--- BEGIN Supplied material ---

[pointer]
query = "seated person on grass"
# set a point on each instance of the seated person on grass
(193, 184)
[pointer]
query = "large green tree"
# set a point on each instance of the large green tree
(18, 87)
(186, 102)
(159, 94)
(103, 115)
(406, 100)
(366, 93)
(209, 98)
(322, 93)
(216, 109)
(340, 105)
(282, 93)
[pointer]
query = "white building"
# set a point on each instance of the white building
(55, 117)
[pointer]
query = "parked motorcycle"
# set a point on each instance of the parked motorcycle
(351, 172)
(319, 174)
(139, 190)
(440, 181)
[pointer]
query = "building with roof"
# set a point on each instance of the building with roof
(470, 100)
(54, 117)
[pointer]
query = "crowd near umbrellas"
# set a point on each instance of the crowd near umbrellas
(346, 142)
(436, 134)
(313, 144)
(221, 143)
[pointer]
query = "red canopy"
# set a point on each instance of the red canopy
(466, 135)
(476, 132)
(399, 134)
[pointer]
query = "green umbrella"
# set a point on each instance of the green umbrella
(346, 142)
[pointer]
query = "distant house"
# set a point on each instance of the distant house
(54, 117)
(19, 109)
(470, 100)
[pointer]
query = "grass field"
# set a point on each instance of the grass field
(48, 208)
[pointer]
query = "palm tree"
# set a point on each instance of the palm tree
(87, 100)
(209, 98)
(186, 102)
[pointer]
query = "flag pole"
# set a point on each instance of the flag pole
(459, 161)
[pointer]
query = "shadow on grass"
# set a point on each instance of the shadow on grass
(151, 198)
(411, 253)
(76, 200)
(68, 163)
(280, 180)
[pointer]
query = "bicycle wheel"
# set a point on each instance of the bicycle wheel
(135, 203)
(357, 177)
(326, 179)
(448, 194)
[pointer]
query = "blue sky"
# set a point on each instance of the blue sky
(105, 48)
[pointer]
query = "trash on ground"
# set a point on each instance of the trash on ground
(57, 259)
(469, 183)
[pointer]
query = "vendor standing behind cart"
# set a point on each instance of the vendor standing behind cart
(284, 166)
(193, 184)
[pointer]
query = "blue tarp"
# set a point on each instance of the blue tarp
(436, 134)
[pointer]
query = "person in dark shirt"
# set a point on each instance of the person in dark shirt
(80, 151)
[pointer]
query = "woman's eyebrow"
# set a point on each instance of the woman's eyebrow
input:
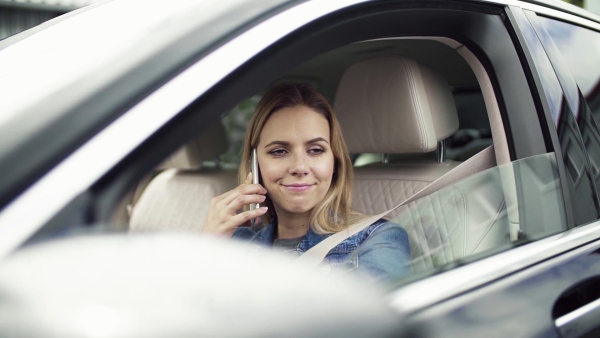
(285, 143)
(317, 139)
(282, 143)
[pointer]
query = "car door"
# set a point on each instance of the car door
(557, 295)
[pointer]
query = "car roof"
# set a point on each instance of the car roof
(77, 73)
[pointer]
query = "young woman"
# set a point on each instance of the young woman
(305, 190)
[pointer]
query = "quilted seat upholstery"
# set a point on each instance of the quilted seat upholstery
(408, 108)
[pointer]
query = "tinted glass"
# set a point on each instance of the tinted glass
(574, 52)
(579, 174)
(474, 217)
(580, 49)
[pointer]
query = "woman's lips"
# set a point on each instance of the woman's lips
(298, 187)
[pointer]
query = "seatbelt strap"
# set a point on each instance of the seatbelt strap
(483, 160)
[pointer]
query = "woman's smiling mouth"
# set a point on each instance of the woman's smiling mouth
(298, 187)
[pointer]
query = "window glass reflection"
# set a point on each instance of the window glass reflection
(580, 48)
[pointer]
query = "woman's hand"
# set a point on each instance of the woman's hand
(222, 217)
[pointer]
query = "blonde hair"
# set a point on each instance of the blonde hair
(335, 212)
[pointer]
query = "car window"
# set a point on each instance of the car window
(481, 215)
(573, 51)
(572, 122)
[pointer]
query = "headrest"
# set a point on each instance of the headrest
(394, 105)
(205, 148)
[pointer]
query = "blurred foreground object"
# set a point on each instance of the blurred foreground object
(174, 285)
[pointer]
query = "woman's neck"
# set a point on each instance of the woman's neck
(292, 225)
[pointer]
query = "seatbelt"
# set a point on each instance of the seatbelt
(483, 160)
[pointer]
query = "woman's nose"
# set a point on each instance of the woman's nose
(299, 166)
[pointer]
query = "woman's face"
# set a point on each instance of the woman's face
(295, 159)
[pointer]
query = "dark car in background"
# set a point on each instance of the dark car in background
(120, 121)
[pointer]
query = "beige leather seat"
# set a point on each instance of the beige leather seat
(178, 198)
(394, 106)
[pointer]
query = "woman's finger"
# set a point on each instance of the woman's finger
(243, 189)
(241, 200)
(246, 216)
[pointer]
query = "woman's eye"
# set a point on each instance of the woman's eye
(277, 152)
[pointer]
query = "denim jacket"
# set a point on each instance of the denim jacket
(381, 250)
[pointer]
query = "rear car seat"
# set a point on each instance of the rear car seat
(392, 105)
(178, 198)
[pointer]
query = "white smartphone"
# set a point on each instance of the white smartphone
(254, 169)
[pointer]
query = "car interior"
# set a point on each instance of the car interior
(411, 109)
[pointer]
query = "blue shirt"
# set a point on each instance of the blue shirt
(381, 250)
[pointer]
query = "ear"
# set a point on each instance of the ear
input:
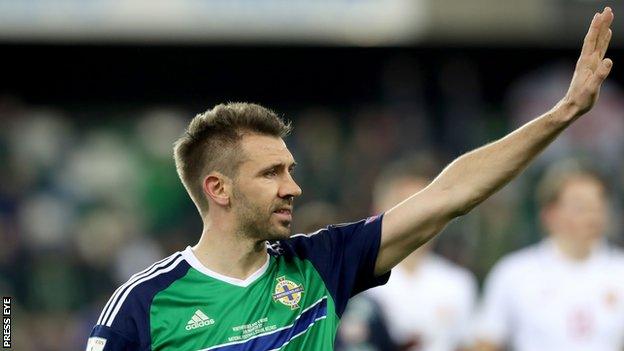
(217, 188)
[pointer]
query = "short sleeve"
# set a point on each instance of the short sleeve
(121, 333)
(104, 338)
(494, 317)
(345, 256)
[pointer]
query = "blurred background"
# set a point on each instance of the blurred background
(93, 94)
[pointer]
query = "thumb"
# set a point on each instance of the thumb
(601, 74)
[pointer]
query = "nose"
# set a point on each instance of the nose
(290, 188)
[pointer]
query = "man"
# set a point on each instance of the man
(567, 292)
(428, 301)
(227, 292)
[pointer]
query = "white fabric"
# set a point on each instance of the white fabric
(536, 299)
(433, 303)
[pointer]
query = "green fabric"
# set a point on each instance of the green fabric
(235, 313)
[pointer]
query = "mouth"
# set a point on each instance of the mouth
(284, 214)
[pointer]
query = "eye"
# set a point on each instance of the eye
(270, 173)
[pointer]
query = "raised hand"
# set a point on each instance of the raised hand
(591, 68)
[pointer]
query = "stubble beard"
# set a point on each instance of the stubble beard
(254, 221)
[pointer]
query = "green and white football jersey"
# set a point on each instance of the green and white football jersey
(294, 302)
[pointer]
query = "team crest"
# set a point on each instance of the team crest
(288, 292)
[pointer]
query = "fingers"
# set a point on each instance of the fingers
(599, 35)
(604, 43)
(605, 32)
(589, 44)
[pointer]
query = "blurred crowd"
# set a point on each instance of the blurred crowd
(90, 196)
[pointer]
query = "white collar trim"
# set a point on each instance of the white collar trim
(190, 257)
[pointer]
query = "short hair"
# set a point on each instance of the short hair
(559, 174)
(212, 143)
(423, 164)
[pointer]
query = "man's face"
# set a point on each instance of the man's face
(580, 214)
(264, 189)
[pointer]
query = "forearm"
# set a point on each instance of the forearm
(476, 175)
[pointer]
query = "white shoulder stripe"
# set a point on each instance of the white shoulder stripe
(309, 234)
(149, 270)
(110, 319)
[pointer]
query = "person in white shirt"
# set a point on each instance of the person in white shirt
(428, 301)
(566, 292)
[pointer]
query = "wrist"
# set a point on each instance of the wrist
(566, 111)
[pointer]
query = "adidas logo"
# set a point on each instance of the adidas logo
(199, 320)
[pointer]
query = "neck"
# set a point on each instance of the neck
(223, 250)
(571, 250)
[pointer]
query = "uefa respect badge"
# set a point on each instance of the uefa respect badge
(288, 292)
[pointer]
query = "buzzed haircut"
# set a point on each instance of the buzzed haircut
(560, 173)
(212, 143)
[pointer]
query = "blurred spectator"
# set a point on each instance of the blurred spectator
(567, 292)
(428, 300)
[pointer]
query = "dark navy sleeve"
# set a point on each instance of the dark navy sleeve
(344, 255)
(124, 322)
(124, 333)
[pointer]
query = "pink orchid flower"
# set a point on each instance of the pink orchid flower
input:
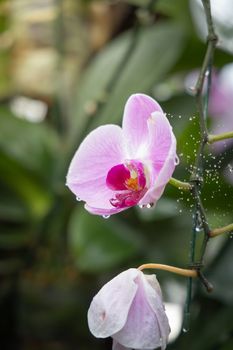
(129, 309)
(116, 168)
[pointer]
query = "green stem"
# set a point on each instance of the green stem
(220, 137)
(184, 186)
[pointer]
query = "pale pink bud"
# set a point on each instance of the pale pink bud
(129, 308)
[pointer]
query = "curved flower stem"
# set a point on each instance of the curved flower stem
(218, 231)
(220, 137)
(173, 269)
(184, 186)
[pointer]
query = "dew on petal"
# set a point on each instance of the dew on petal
(149, 205)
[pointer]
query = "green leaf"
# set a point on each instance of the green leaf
(98, 244)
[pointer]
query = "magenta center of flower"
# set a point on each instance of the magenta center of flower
(129, 182)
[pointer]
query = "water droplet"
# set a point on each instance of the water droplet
(106, 216)
(149, 205)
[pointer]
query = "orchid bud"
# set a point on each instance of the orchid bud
(129, 309)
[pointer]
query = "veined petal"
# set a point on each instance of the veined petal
(109, 308)
(142, 329)
(100, 151)
(138, 110)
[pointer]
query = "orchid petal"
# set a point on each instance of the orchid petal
(104, 318)
(118, 346)
(142, 329)
(102, 149)
(138, 110)
(159, 178)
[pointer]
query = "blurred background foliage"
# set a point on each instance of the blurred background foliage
(67, 66)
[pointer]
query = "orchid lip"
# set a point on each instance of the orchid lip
(129, 182)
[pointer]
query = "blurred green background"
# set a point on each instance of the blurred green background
(67, 66)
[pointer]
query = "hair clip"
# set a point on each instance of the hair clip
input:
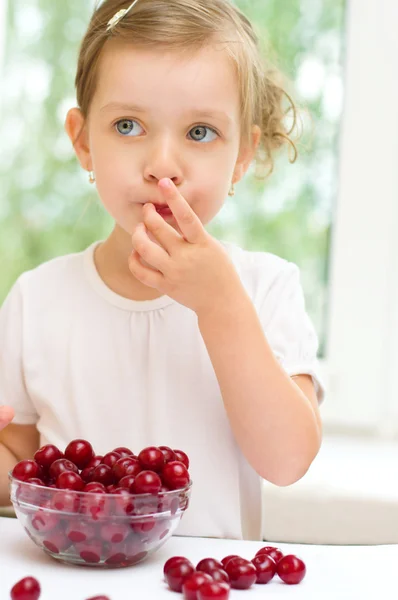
(119, 16)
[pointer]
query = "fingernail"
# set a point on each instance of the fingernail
(165, 183)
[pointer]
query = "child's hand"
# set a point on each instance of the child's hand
(191, 266)
(6, 416)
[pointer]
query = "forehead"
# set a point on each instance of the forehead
(158, 78)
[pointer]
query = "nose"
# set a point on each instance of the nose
(163, 160)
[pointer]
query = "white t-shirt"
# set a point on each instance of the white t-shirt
(80, 361)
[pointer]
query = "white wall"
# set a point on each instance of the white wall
(362, 353)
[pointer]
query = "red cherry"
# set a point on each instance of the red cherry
(56, 541)
(208, 564)
(36, 481)
(151, 459)
(210, 591)
(182, 457)
(265, 567)
(46, 455)
(95, 486)
(174, 561)
(123, 503)
(90, 552)
(26, 589)
(291, 569)
(167, 453)
(127, 465)
(60, 466)
(124, 451)
(44, 520)
(219, 575)
(177, 575)
(65, 502)
(94, 462)
(70, 481)
(191, 585)
(271, 551)
(80, 531)
(111, 458)
(241, 575)
(126, 482)
(95, 505)
(79, 452)
(175, 475)
(26, 469)
(114, 533)
(227, 558)
(103, 474)
(146, 482)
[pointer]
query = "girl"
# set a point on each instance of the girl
(161, 334)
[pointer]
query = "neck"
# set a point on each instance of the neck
(111, 261)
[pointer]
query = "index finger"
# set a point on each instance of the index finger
(189, 223)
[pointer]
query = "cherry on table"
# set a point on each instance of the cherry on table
(65, 501)
(46, 455)
(26, 589)
(69, 480)
(208, 564)
(242, 575)
(151, 459)
(175, 475)
(146, 482)
(191, 585)
(111, 458)
(168, 454)
(60, 466)
(127, 465)
(79, 452)
(177, 575)
(271, 551)
(227, 558)
(219, 575)
(213, 591)
(174, 561)
(182, 457)
(123, 451)
(265, 567)
(26, 469)
(103, 474)
(291, 569)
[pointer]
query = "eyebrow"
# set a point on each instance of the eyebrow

--- END Supplied material ---

**Exercise prompt:**
How many lines in the records above contain the string "object"? Case matters, and reply with only the number.

**Written response:**
2